Please format every line of the items below as a JSON list of strings, one string per line, leaving out blank lines.

--- DATA FOR THIS EXERCISE ---

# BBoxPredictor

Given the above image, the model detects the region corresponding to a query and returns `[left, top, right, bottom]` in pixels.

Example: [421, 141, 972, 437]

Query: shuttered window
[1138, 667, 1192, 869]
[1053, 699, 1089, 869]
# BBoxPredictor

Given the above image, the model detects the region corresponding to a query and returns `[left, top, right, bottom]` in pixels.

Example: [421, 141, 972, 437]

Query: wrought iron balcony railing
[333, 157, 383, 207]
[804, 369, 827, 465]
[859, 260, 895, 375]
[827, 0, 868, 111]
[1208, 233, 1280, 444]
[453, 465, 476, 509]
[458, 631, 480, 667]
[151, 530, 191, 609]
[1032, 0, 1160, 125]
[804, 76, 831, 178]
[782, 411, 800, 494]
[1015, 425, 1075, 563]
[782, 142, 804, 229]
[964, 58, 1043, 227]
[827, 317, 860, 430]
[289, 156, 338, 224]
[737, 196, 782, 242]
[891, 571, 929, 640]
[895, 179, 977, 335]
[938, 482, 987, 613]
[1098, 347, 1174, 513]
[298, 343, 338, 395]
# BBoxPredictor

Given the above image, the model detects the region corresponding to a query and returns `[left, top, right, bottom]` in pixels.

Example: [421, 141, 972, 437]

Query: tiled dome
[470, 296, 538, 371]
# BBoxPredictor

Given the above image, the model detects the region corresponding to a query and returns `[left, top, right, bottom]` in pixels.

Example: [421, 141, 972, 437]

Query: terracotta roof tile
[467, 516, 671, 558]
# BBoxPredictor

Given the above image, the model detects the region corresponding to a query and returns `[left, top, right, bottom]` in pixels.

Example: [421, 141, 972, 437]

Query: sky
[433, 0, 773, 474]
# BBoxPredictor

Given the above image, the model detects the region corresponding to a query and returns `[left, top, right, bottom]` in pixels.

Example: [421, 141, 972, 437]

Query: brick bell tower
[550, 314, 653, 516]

---

_OUTPUT BELOW_
[
  "# BBoxPredictor",
  "Given the above image, the model detects the region corresponding to a query and returns `[left, top, right, bottom]` in pixels.",
  "Example: [421, 141, 972, 437]",
  "Query: shuttered window",
  "[1138, 667, 1192, 869]",
  "[1053, 699, 1089, 869]",
  "# BBoxPredictor",
  "Given the above image, the model detects the region corresponding to a query and returns `[left, top, right, bottom]` in pixels.",
  "Example: [421, 141, 972, 437]",
  "Query: wrought iron balcony railing",
  "[333, 157, 383, 207]",
  "[804, 369, 827, 465]",
  "[859, 260, 895, 375]",
  "[827, 0, 868, 111]",
  "[1208, 233, 1280, 444]",
  "[453, 465, 476, 509]",
  "[458, 631, 480, 667]",
  "[151, 530, 191, 609]",
  "[1032, 0, 1160, 125]",
  "[804, 76, 831, 178]",
  "[782, 411, 800, 494]",
  "[1015, 425, 1075, 563]",
  "[782, 142, 804, 229]",
  "[964, 58, 1043, 227]",
  "[827, 317, 860, 430]",
  "[289, 156, 338, 224]",
  "[737, 196, 782, 242]",
  "[891, 571, 929, 640]",
  "[895, 179, 977, 335]",
  "[938, 482, 987, 613]",
  "[1098, 347, 1174, 513]",
  "[298, 343, 338, 395]",
  "# BBoxPredictor",
  "Given the above image, the model detects the region corresponding to a query and returns `[left, top, right, bottom]` in pixels.",
  "Example: [421, 141, 972, 437]",
  "Query: tiled dome",
  "[470, 296, 538, 371]",
  "# BBoxPredictor",
  "Given the above image, the model detects the region corresponding to a query and returns `[left, top, right, bottom]` in pixels.",
  "Example: [421, 141, 972, 437]",
  "Query: terracotta roof tile",
  "[467, 516, 671, 558]",
  "# BBoxPredictor",
  "Given the above image, the model detects the region corresponding to a query and returns `[left, top, right, bottom]` in pixels.",
  "Example: [421, 141, 972, 437]",
  "Query: sky",
  "[433, 0, 773, 474]",
  "# BBoxPredictor",
  "Given the above image, the model detects the region corresponding to a query and returns `[left, top, right, bottom]` in pixels.",
  "Example: [421, 141, 972, 437]",
  "Query: brick bell tower",
  "[550, 314, 653, 516]"
]